Write out the material below word for word.
══════════════════════════════
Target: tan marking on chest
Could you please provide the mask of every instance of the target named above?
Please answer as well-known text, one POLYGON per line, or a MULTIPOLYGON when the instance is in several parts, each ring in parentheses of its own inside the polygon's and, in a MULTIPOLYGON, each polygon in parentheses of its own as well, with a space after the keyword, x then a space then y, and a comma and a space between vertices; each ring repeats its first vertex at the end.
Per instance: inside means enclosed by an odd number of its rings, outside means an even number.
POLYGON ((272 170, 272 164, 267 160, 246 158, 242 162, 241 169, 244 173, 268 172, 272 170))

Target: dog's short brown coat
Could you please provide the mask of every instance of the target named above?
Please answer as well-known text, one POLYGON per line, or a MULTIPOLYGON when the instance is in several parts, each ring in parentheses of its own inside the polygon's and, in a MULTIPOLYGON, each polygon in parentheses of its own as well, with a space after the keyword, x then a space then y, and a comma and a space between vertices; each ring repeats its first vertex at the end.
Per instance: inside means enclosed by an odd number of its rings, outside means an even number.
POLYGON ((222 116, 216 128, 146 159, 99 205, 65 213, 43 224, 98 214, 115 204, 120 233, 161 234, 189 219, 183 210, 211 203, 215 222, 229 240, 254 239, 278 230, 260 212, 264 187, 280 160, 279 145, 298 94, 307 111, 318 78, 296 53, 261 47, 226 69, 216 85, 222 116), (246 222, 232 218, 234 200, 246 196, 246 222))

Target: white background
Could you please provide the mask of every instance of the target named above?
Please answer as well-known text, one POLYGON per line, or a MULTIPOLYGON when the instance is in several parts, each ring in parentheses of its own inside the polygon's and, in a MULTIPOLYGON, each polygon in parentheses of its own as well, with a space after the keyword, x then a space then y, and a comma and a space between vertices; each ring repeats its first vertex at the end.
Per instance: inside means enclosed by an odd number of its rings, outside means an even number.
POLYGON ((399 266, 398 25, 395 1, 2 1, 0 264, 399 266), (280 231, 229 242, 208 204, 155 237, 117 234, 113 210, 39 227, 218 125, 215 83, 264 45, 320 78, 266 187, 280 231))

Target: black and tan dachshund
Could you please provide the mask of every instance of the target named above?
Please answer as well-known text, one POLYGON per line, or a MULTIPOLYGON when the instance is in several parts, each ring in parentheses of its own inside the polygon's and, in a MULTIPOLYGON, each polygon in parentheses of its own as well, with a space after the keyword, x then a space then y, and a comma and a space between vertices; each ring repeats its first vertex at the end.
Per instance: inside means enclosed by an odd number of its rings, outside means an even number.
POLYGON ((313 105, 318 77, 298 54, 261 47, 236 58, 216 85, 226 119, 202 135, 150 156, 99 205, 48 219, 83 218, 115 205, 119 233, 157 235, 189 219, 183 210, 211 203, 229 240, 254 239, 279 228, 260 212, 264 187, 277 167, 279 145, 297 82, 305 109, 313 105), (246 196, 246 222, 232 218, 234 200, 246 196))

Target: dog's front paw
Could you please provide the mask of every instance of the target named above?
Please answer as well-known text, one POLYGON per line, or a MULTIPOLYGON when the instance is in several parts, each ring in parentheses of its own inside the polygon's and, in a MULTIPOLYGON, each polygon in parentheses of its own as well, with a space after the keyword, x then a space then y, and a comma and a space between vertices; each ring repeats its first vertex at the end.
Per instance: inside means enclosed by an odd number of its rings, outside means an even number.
══════════════════════════════
[EXERCISE SOLUTION]:
Target: tan marking on chest
Could you please provide the mask of every instance of the target named above?
Please answer as well-known text, one POLYGON per line, or a MULTIPOLYGON when the instance is in several parts, each ring in parentheses of its own inside the polygon's and, in a MULTIPOLYGON, each polygon in parentheses of its own as well, with a space after the keyword, x then a space then y, and a comma and a space between vertices; each ring repeats its first vertex at the end.
Per instance: inside means enclosed by an odd number of its rings, outside means an even number.
POLYGON ((272 170, 272 164, 267 160, 246 158, 242 162, 241 169, 244 173, 268 172, 272 170))

Target: dog's short brown coat
Could you please provide the mask of every instance of the target named above?
Please answer as well-known text, one POLYGON per line, or a MULTIPOLYGON when the instance is in several parts, each ring in parentheses of its own inside the polygon's and, in a MULTIPOLYGON, each polygon in parentheses of its own as well, with a space after the keyword, x then a space then y, and a comma and a space between vertices; each ring repeats its first vertex at the end.
Per instance: inside means enclosed by an odd number of its rings, outside means an even number.
POLYGON ((222 116, 216 128, 146 159, 99 205, 65 213, 43 224, 98 214, 115 204, 120 233, 161 234, 189 219, 183 210, 211 203, 215 222, 229 240, 254 239, 278 230, 260 212, 264 187, 280 160, 279 145, 298 94, 307 111, 318 78, 296 53, 261 47, 226 69, 216 85, 222 116), (246 222, 232 218, 234 200, 246 196, 246 222))

Target: white background
Could you please provide the mask of every instance of the target named above?
Please answer as well-known text, one POLYGON per line, or a MULTIPOLYGON when the instance is in several parts, each ring in parentheses of its own inside the polygon's and, in a MULTIPOLYGON, each polygon in parentheses of its own as well, with a space after the keyword, x then a space then y, and a comma and a space between vertices; each ring repeats its first vertex at the end.
Per instance: inside means enclosed by an odd number of its rings, outside means an even number.
POLYGON ((399 266, 398 25, 395 1, 2 1, 0 264, 399 266), (280 231, 229 242, 208 204, 155 237, 117 234, 113 210, 39 227, 218 125, 215 83, 264 45, 320 78, 266 187, 280 231))

Target: black and tan dachshund
Could you please provide the mask of every instance of the target named above?
Please answer as well-known text, one POLYGON per line, or a MULTIPOLYGON when the instance is in several parts, each ring in parentheses of its own inside the polygon's and, in a MULTIPOLYGON, each polygon in parentheses of its own as well, with a space after the keyword, x then a space then y, and a comma and a space between vertices; each ring repeats its first vertex at the end.
Per instance: inside means enclosed by an odd number of its rings, outside means an even number.
POLYGON ((313 105, 318 77, 298 54, 261 47, 236 58, 216 85, 226 119, 202 135, 150 156, 99 205, 48 219, 83 218, 115 205, 119 233, 157 235, 189 219, 183 210, 211 203, 229 240, 254 239, 279 228, 260 212, 264 187, 277 167, 279 145, 297 82, 305 109, 313 105), (246 196, 246 222, 232 218, 234 200, 246 196))

Target: dog's front paw
Could you please provide the mask of every instance of the target named above?
Please answer as well-known text, one POLYGON per line, or a MULTIPOLYGON when the instance is in several parts, each ring in parentheses of its own inside the polygon's and, in a MULTIPOLYGON, each polygon in parentheses of its own as well, with a space after the keyword, x then a space then y, and a comma and a space between vertices; each ring repeats its first vertex at the end.
Per instance: inside means enclosed by an odd number of its rings, outside means an even number.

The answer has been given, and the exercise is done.